(Beginning of SELECTED EXCERPT)

And I meant it. I spent the next hour sitting on the plane hating her, sending all the hateful, hurtful, cursing energy I could possibly muster, to her. Looking back I am thankful she didn’t call the airport police on me. I thought to myself, I could do this, I could curse her. I know how powerful my prayers and blessings are, I could most certainly send the opposite. I visualized my distain surrounding her like a smoke cloud of my wrath of justice (okay maybe a bit dramatic), like an iron hammer, serving her her own venom. Yeah, I really got into it. I surprised myself!
In my fit of fury a small observation started to happen.
This could really hurt her. I know how this looks in the energy body when I do sessions on people who have curses on them. I have seen when a family line has a curse that is passed down. It keeps them in a poor and struggling hereditary cycles. I started worrying that she might actually have an accident and die.
In this moment I saw that my capacity to love in such big and passionate ways also meant I can hate with that same capacity. I saw how it is a choice you get to make. Truly! You may have been taught to view, treat or judge in some fashion, and you also have the ability to practice using those skills imbibed with the energy of love vs. hate. Unity vs. separation.
Love and Hate are at the ends of the spectrum… but there are lighter version of both.
curious vs. worry
open to learn vs. judgment
tolerance vs. irritant
a deep breath vs. a long sigh
What do you choose most often? Do you see the opportunity to pivot?
How can you practice pivoting the energy behind our mind? Our thoughts? Our actions?
I believe it is in being present. Pausing before responding so that you can reprogram your default settings.

(End of SELECTED EXCERPT)

▸ AIM OF THE EXERCISE
Decide whether each statement agrees with the passage about anger on a plane, answering yes or no and quoting the words that settle it: (a) the writer spent an hour on the plane directing hateful energy at her; (b) the writer began to worry that she might have an accident and die; (c) love and hate have no lighter versions. The stored data that comes next has no connection to the passage about anger on a plane.

(Beginning of DATA SHOWN)

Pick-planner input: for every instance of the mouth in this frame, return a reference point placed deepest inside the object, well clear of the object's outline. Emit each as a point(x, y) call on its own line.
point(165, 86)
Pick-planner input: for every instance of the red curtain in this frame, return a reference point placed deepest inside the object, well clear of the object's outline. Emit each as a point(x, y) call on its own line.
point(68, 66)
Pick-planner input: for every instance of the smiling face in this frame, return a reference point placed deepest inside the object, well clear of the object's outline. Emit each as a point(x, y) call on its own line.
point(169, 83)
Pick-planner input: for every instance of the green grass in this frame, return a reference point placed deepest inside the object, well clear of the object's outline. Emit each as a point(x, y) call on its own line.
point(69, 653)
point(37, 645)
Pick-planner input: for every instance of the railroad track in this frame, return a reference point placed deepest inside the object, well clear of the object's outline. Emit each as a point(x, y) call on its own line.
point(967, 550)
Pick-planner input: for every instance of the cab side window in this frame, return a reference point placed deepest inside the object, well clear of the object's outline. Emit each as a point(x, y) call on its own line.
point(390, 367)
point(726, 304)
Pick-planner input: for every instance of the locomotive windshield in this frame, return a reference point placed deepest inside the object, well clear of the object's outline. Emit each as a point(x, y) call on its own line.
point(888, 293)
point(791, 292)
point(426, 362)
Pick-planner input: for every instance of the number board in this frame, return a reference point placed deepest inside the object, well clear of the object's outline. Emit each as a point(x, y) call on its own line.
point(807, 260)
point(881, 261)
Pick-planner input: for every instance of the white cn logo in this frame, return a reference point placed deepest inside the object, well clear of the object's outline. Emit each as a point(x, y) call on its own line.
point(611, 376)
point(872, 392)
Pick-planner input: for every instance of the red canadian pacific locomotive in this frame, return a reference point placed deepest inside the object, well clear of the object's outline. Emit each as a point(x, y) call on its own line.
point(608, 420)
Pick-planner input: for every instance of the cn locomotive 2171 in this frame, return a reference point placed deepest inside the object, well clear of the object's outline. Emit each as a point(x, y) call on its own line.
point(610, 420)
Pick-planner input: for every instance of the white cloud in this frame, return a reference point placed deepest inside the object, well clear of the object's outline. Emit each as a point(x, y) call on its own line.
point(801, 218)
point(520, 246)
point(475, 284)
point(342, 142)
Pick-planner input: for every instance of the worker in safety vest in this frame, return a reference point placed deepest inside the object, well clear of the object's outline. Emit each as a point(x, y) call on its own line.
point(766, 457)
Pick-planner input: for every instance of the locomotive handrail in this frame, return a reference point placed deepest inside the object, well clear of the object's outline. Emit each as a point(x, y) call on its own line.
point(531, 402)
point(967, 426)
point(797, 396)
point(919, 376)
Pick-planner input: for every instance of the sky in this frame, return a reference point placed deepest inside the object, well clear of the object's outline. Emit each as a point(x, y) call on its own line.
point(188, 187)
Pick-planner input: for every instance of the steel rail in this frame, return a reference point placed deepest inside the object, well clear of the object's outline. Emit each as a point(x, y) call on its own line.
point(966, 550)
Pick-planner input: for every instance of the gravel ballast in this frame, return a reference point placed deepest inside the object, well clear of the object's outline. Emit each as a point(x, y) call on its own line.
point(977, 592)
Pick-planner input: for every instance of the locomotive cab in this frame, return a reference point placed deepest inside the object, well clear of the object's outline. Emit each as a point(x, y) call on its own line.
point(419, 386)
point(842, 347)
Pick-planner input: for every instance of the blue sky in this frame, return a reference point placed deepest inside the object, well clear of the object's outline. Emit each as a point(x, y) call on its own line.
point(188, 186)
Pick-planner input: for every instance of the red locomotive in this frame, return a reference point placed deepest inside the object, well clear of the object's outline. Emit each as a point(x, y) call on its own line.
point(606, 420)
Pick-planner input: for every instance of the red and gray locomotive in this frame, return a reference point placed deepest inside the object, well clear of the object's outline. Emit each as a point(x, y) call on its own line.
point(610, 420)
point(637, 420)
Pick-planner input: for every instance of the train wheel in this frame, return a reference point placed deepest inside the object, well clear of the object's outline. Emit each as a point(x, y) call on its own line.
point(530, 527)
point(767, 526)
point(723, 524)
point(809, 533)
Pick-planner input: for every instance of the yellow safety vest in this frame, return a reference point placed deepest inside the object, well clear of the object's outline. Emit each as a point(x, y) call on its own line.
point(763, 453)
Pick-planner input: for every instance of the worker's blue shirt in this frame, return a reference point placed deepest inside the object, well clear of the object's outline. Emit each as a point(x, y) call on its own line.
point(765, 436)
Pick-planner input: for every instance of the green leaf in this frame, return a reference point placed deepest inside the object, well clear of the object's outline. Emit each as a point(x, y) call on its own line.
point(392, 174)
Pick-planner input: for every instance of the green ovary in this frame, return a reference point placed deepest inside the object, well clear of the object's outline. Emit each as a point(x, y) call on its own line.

(End of DATA SHOWN)

▸ SOLUTION TO THIS EXERCISE
(a) Yes: "I spent the next hour sitting on the plane hating her, sending all the hateful, hurtful, cursing energy I could possibly muster, to her."
(b) Yes: "I started worrying that she might actually have an accident and die."
(c) No: "Love and Hate are at the ends of the spectrum… but there are lighter version of both."